→ **Work to be completed**
Please filter the entries for the word "dark" and copy every line that has it.

+++ Given records

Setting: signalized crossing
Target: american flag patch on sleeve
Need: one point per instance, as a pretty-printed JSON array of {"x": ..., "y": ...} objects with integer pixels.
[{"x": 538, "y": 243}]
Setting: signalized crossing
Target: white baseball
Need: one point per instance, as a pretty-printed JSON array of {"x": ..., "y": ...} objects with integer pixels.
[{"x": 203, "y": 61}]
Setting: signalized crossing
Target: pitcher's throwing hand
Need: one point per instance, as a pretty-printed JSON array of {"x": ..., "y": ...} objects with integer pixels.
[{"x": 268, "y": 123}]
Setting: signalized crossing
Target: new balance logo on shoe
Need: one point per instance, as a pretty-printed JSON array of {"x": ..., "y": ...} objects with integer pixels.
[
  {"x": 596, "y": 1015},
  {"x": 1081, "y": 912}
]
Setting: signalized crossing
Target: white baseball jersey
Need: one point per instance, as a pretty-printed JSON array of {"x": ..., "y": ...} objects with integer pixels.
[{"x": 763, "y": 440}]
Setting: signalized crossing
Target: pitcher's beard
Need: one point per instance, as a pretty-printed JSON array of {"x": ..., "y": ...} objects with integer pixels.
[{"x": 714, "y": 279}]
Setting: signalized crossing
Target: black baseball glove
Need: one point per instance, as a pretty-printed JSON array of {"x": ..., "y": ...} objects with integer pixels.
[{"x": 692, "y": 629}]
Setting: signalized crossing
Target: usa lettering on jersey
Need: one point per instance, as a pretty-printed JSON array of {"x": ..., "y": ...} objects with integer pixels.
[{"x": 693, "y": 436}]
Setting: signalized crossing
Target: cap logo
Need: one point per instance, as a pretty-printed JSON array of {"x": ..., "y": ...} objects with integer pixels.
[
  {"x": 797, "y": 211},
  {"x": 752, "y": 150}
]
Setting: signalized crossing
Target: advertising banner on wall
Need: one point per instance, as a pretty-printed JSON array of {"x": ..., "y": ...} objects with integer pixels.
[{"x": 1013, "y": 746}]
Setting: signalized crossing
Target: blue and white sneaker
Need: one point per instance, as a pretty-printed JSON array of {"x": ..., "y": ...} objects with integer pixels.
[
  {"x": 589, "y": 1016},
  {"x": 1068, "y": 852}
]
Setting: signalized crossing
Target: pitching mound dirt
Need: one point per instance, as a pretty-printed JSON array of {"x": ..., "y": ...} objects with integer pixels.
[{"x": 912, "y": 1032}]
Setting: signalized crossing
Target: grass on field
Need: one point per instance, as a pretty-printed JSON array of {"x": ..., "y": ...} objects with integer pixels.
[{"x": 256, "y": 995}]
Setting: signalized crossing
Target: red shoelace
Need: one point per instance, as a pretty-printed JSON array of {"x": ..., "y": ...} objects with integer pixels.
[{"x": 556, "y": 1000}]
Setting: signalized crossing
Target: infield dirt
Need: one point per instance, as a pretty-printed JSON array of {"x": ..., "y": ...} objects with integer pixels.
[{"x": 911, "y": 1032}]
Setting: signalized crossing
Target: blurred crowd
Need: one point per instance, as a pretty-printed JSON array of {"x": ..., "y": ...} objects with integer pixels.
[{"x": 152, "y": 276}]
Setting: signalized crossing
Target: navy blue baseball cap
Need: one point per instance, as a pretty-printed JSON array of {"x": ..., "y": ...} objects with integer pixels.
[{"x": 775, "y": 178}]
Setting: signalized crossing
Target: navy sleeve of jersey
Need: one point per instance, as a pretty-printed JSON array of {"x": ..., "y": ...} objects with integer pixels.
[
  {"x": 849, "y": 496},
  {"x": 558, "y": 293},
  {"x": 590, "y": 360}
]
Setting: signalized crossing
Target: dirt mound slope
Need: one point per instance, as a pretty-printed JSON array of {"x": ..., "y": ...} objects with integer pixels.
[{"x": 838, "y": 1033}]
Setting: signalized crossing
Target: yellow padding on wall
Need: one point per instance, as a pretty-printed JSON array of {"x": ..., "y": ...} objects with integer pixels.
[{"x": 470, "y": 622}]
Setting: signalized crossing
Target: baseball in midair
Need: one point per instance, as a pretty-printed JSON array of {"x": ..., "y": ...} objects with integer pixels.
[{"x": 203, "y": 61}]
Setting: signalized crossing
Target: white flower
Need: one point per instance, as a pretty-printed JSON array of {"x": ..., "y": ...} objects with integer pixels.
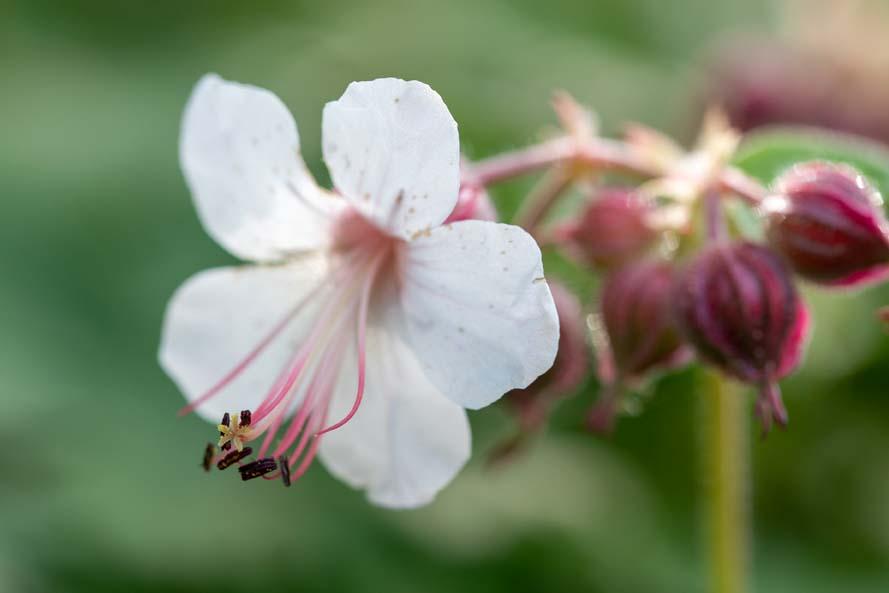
[{"x": 365, "y": 319}]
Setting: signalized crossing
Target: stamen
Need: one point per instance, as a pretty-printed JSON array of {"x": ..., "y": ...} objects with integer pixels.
[
  {"x": 258, "y": 468},
  {"x": 233, "y": 457},
  {"x": 362, "y": 330},
  {"x": 257, "y": 350},
  {"x": 209, "y": 454},
  {"x": 285, "y": 470}
]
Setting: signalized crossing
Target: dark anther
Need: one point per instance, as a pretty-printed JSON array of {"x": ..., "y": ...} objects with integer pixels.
[
  {"x": 209, "y": 453},
  {"x": 257, "y": 468},
  {"x": 285, "y": 469},
  {"x": 233, "y": 457}
]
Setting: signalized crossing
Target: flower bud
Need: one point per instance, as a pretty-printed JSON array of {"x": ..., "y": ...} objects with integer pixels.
[
  {"x": 640, "y": 331},
  {"x": 828, "y": 223},
  {"x": 613, "y": 229},
  {"x": 737, "y": 305},
  {"x": 532, "y": 404}
]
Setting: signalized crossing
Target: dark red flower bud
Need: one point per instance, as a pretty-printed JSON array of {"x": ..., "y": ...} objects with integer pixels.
[
  {"x": 613, "y": 229},
  {"x": 737, "y": 305},
  {"x": 828, "y": 223},
  {"x": 640, "y": 331},
  {"x": 532, "y": 404}
]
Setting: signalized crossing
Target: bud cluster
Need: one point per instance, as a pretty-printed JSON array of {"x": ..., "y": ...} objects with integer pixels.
[
  {"x": 679, "y": 281},
  {"x": 731, "y": 303}
]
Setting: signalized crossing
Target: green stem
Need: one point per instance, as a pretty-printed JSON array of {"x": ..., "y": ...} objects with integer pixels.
[{"x": 725, "y": 446}]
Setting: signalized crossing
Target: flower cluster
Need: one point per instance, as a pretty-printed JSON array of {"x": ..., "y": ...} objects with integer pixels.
[
  {"x": 373, "y": 314},
  {"x": 681, "y": 283}
]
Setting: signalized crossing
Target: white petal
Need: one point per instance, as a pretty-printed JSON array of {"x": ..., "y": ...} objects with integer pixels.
[
  {"x": 393, "y": 151},
  {"x": 407, "y": 441},
  {"x": 219, "y": 316},
  {"x": 478, "y": 311},
  {"x": 240, "y": 153}
]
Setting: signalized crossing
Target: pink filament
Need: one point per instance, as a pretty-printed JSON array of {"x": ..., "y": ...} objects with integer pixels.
[
  {"x": 362, "y": 356},
  {"x": 256, "y": 351}
]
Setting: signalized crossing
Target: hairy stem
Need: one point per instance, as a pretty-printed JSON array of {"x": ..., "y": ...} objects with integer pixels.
[
  {"x": 725, "y": 449},
  {"x": 597, "y": 154},
  {"x": 542, "y": 199}
]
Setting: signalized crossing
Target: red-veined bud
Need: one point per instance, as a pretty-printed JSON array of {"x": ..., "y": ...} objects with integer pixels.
[
  {"x": 737, "y": 305},
  {"x": 828, "y": 223},
  {"x": 641, "y": 335},
  {"x": 532, "y": 405},
  {"x": 613, "y": 229}
]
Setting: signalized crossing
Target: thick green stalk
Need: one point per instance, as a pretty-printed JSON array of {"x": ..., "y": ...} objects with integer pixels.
[{"x": 725, "y": 447}]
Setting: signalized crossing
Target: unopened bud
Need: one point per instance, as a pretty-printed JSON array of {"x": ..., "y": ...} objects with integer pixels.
[
  {"x": 642, "y": 336},
  {"x": 613, "y": 229},
  {"x": 737, "y": 305},
  {"x": 828, "y": 223}
]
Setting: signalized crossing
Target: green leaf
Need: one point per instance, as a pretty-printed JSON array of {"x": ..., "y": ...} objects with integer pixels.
[{"x": 767, "y": 153}]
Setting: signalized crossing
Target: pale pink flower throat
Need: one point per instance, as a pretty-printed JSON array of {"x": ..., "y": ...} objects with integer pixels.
[{"x": 302, "y": 392}]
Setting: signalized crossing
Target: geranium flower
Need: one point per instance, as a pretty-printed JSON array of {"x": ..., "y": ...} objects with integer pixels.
[{"x": 364, "y": 326}]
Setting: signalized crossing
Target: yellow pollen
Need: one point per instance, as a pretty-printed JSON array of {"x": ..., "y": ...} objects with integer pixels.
[{"x": 234, "y": 433}]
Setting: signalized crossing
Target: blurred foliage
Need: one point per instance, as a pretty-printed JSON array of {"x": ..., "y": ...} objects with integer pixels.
[
  {"x": 768, "y": 152},
  {"x": 101, "y": 489}
]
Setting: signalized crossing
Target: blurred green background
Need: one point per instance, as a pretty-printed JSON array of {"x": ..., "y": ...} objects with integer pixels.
[{"x": 100, "y": 488}]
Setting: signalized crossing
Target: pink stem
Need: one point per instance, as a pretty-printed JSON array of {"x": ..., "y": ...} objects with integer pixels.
[{"x": 597, "y": 153}]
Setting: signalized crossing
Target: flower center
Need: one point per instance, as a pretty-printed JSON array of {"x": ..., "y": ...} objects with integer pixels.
[{"x": 305, "y": 386}]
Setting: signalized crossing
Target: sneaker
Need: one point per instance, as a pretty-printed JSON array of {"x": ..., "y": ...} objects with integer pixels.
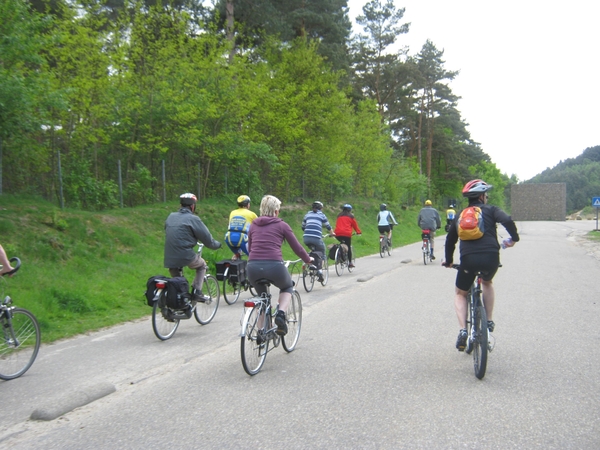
[
  {"x": 461, "y": 341},
  {"x": 281, "y": 323},
  {"x": 199, "y": 297}
]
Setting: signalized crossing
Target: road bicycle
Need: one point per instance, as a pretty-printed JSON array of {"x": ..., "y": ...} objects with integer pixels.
[
  {"x": 479, "y": 340},
  {"x": 310, "y": 272},
  {"x": 426, "y": 247},
  {"x": 341, "y": 258},
  {"x": 232, "y": 286},
  {"x": 258, "y": 331},
  {"x": 165, "y": 320},
  {"x": 21, "y": 335},
  {"x": 385, "y": 244}
]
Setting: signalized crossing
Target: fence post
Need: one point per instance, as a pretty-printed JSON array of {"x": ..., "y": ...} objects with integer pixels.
[
  {"x": 120, "y": 184},
  {"x": 164, "y": 184},
  {"x": 62, "y": 201}
]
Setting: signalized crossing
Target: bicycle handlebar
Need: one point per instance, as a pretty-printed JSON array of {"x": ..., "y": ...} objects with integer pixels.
[{"x": 17, "y": 267}]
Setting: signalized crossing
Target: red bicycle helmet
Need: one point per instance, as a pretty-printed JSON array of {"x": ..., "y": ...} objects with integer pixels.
[{"x": 475, "y": 188}]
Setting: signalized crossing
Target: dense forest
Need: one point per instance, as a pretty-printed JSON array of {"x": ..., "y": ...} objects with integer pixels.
[
  {"x": 581, "y": 175},
  {"x": 108, "y": 101}
]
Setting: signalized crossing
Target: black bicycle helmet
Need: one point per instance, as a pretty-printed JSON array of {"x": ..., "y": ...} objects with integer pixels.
[
  {"x": 187, "y": 199},
  {"x": 475, "y": 188}
]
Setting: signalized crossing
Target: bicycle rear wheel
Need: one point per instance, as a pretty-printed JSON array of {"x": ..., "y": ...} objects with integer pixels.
[
  {"x": 231, "y": 291},
  {"x": 254, "y": 354},
  {"x": 325, "y": 272},
  {"x": 308, "y": 279},
  {"x": 205, "y": 311},
  {"x": 339, "y": 264},
  {"x": 294, "y": 321},
  {"x": 20, "y": 343},
  {"x": 480, "y": 348},
  {"x": 164, "y": 327}
]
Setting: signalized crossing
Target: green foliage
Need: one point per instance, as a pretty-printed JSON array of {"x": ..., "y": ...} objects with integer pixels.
[{"x": 93, "y": 273}]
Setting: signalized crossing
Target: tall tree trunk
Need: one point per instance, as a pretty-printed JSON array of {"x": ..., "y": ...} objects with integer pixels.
[{"x": 230, "y": 36}]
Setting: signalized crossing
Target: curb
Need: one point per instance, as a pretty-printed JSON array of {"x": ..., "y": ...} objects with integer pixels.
[{"x": 75, "y": 400}]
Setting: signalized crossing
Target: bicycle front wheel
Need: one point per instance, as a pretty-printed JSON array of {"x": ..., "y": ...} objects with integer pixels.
[
  {"x": 20, "y": 343},
  {"x": 339, "y": 265},
  {"x": 294, "y": 321},
  {"x": 308, "y": 279},
  {"x": 164, "y": 327},
  {"x": 205, "y": 311},
  {"x": 480, "y": 348},
  {"x": 253, "y": 351},
  {"x": 231, "y": 291}
]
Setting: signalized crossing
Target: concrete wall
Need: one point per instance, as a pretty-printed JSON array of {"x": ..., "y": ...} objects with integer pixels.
[{"x": 539, "y": 201}]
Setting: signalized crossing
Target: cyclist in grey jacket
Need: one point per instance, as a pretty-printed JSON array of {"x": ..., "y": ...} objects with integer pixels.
[
  {"x": 429, "y": 219},
  {"x": 183, "y": 230}
]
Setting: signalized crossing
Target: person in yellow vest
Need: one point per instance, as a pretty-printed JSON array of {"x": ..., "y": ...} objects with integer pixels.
[{"x": 240, "y": 219}]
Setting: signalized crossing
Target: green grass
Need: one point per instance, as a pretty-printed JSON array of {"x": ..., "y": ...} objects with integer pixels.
[{"x": 86, "y": 270}]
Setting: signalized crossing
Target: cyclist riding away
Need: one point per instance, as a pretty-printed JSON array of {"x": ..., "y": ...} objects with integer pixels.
[
  {"x": 265, "y": 239},
  {"x": 344, "y": 225},
  {"x": 313, "y": 223},
  {"x": 385, "y": 221},
  {"x": 240, "y": 219},
  {"x": 429, "y": 219},
  {"x": 183, "y": 231},
  {"x": 4, "y": 262},
  {"x": 482, "y": 254}
]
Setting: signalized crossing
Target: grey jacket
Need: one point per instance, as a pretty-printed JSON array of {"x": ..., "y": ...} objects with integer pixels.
[
  {"x": 183, "y": 230},
  {"x": 429, "y": 219}
]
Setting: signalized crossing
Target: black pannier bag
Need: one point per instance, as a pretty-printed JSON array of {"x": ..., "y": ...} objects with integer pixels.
[
  {"x": 332, "y": 250},
  {"x": 178, "y": 293},
  {"x": 237, "y": 270},
  {"x": 151, "y": 288},
  {"x": 318, "y": 256}
]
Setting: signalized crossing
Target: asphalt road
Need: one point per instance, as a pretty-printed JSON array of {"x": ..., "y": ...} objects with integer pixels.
[{"x": 375, "y": 367}]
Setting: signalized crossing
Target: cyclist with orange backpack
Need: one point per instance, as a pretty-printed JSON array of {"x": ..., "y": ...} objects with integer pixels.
[{"x": 477, "y": 254}]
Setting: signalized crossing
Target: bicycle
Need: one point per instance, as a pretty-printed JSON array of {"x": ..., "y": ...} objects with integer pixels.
[
  {"x": 21, "y": 335},
  {"x": 426, "y": 247},
  {"x": 341, "y": 258},
  {"x": 479, "y": 340},
  {"x": 165, "y": 320},
  {"x": 310, "y": 272},
  {"x": 385, "y": 244},
  {"x": 232, "y": 285},
  {"x": 257, "y": 333}
]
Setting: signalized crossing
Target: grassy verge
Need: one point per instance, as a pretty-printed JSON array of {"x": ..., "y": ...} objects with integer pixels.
[{"x": 82, "y": 271}]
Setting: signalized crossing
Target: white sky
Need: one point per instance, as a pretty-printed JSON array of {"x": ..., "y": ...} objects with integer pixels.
[{"x": 529, "y": 73}]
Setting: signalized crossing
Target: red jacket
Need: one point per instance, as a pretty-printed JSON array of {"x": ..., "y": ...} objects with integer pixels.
[{"x": 344, "y": 226}]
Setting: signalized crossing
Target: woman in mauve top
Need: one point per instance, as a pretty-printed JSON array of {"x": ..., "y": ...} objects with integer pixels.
[{"x": 265, "y": 238}]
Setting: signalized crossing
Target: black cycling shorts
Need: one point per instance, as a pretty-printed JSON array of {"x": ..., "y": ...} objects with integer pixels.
[{"x": 470, "y": 264}]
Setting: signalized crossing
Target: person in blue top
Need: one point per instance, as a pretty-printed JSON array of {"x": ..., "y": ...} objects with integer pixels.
[
  {"x": 313, "y": 223},
  {"x": 385, "y": 221},
  {"x": 240, "y": 219}
]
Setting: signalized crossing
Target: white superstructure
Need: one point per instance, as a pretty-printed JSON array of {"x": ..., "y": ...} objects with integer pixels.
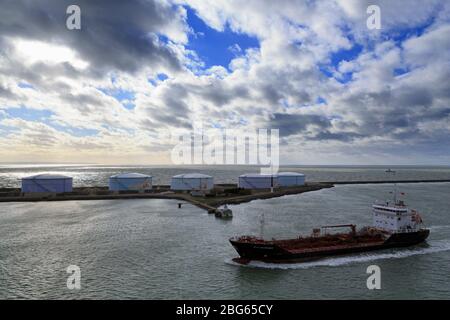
[{"x": 395, "y": 216}]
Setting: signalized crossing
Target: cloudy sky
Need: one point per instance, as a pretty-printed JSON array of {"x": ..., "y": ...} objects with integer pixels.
[{"x": 115, "y": 90}]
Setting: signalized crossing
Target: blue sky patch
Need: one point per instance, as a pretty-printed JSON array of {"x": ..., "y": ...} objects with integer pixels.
[
  {"x": 216, "y": 48},
  {"x": 125, "y": 97}
]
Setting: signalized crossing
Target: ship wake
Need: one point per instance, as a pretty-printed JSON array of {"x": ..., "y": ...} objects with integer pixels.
[{"x": 432, "y": 247}]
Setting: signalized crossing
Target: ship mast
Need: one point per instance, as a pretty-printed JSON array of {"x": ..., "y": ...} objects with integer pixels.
[
  {"x": 261, "y": 226},
  {"x": 395, "y": 185}
]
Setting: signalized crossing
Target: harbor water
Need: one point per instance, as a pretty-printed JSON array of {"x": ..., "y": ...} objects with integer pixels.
[{"x": 150, "y": 249}]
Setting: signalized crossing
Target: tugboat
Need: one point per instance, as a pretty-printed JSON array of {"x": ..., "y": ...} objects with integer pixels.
[
  {"x": 224, "y": 213},
  {"x": 394, "y": 225}
]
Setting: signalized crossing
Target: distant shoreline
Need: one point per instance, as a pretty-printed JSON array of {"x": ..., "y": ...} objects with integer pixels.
[{"x": 209, "y": 203}]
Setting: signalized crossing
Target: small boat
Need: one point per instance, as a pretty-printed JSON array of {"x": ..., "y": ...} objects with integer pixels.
[
  {"x": 394, "y": 225},
  {"x": 224, "y": 213}
]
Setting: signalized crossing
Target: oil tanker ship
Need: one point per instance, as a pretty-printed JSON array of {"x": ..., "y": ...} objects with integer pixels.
[{"x": 394, "y": 225}]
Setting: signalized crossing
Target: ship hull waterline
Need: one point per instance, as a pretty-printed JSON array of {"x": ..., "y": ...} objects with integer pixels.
[{"x": 270, "y": 252}]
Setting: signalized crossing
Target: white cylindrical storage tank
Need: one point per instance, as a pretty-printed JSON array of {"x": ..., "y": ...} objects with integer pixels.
[
  {"x": 130, "y": 182},
  {"x": 45, "y": 183},
  {"x": 289, "y": 179},
  {"x": 192, "y": 181},
  {"x": 257, "y": 181}
]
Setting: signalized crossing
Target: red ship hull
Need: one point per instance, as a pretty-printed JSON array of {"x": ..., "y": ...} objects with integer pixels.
[{"x": 301, "y": 249}]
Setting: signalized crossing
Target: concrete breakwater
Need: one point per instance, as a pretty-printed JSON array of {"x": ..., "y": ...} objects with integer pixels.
[{"x": 222, "y": 193}]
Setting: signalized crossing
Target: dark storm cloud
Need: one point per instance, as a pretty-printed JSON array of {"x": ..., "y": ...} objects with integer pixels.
[{"x": 115, "y": 34}]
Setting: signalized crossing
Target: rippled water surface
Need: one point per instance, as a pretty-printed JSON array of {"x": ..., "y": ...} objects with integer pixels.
[{"x": 150, "y": 249}]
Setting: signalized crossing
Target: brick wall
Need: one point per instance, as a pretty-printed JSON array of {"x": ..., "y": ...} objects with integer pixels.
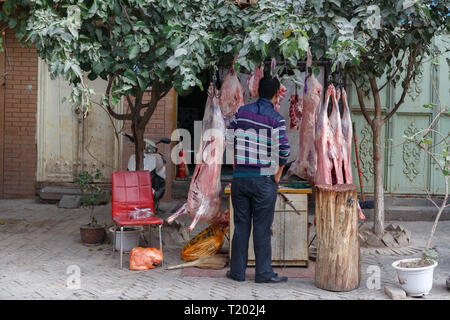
[
  {"x": 18, "y": 100},
  {"x": 160, "y": 125},
  {"x": 18, "y": 106}
]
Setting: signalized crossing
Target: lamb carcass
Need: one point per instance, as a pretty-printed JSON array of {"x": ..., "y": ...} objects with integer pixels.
[
  {"x": 322, "y": 142},
  {"x": 203, "y": 203},
  {"x": 283, "y": 89},
  {"x": 347, "y": 134},
  {"x": 253, "y": 81},
  {"x": 336, "y": 138},
  {"x": 295, "y": 111},
  {"x": 305, "y": 165},
  {"x": 231, "y": 95},
  {"x": 145, "y": 258}
]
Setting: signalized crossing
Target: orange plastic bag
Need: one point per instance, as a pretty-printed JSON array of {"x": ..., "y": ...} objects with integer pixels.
[{"x": 206, "y": 243}]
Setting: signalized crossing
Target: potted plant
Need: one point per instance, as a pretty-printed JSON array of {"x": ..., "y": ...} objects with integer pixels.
[
  {"x": 93, "y": 232},
  {"x": 416, "y": 275}
]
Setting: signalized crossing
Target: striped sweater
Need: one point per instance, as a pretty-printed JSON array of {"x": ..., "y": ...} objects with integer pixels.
[{"x": 257, "y": 137}]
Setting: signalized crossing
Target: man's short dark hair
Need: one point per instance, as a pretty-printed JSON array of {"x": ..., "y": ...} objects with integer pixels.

++++++

→ **Answer for this exercise**
Target: dark anther
Target: dark red flower bud
Target: dark storm cloud
Target: man's short dark hair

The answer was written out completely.